=== TEXT TO READ ===

# Another question  about the Oklahoma Joe's Highland firebox



## Markus2982 (Mar 31, 2020)

So here is the deal. I know this has been asked and all the threads I read tend to give me a different answer so I wanted to though this out there. 

I bought An OJ Highland lastnight online and am waiting for it to be delivered. 2 things I want to do during assembly is the seal the 2 halves on the firebox and the firebox/cooking chamber. Are there specific products you all use for this? I keep reading high temp red rtv for this application, but is the a certain brand that is best for this? Are there brands to stay away from? Is there something other than rtv that is better now-a-days? 

The only smoking I have done was on my Weber kettle so I want to make sure I set this up right with materials safe to use in a smoker. Thanks for all of your help.


----------



## JWFokker (Mar 31, 2020)

Any high temp rtv is fine. Red, copper, black. It's not going to hold up to the heat of the firebox for long anyway. Use it on gaps in the cook chamber and the exhaust. If you really want to seal up the firebox use fiberglass gasket material, but it should seal itself with creosote eventually. Rtv will just bake and crumble on the firebox.


----------



## Fueling Around (Mar 31, 2020)

No direct experience with OK Joe.  I eyed them when considering an upgrade, but changed my mind from an offset to making a fridge smoker.
I have a crappy Brinkmann offset that I originally bought as a cheap charcoal grill. I used it as an offset smoker many times. I fabricated a fuel basket for the offset and charcoal tray for the main chamber.
Never saw the need to seal the firebox halves nor the firebox to cook chamber.  The cook chamber has too many leaks to attempt any fixes.

 A good selection of cook chamber seals is from LavaLock.
I'm going to order from them to seal the cook chamber lid on my new pellet pooper.


----------

=== GIVEN INFORMATION ===

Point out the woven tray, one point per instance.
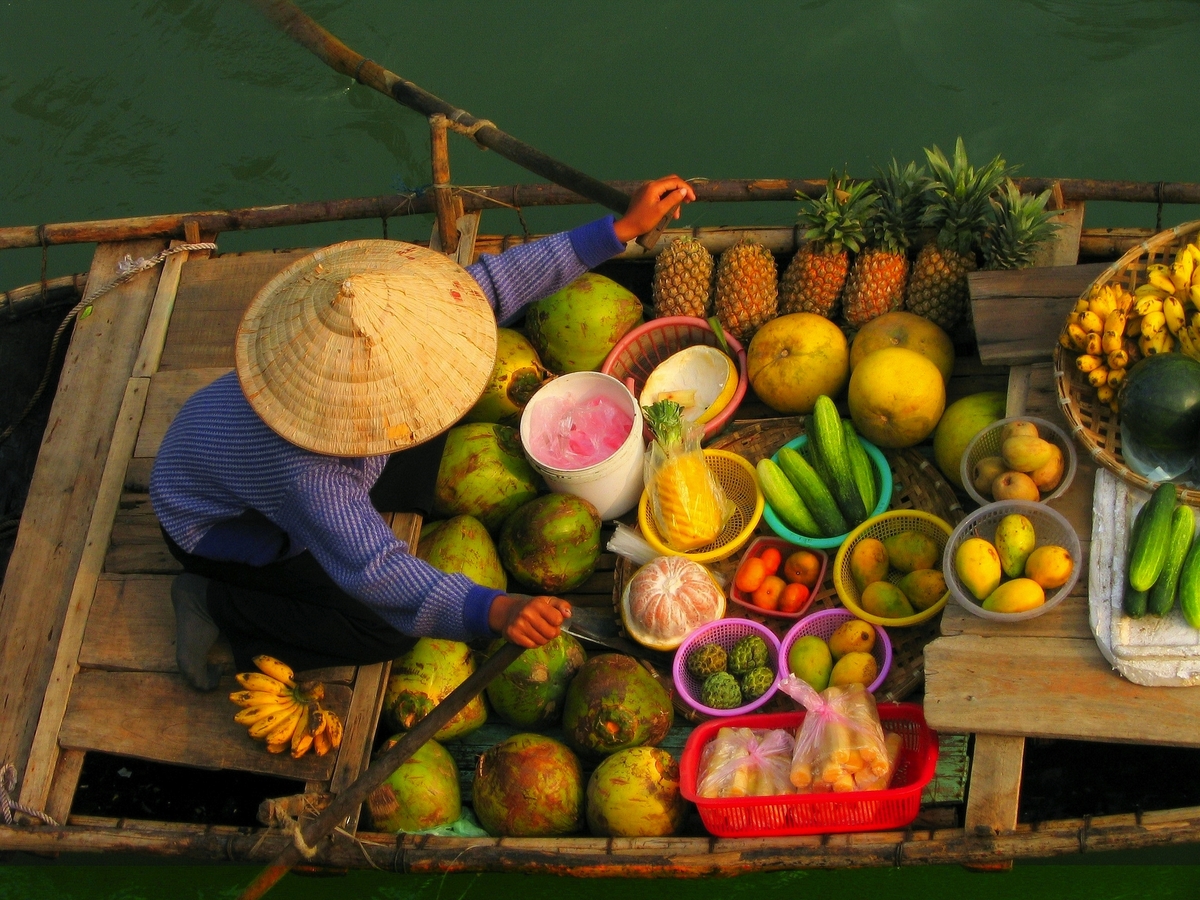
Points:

===

- **WORK REQUIRED**
In the forum thread about the Oklahoma Joe's Highland firebox, what material does JWFokker recommend for anyone who really wants to seal up the firebox? The lines are separate material and are not connected to the forum thread.

- **WORKED SOLUTION**
Fiberglass gasket material.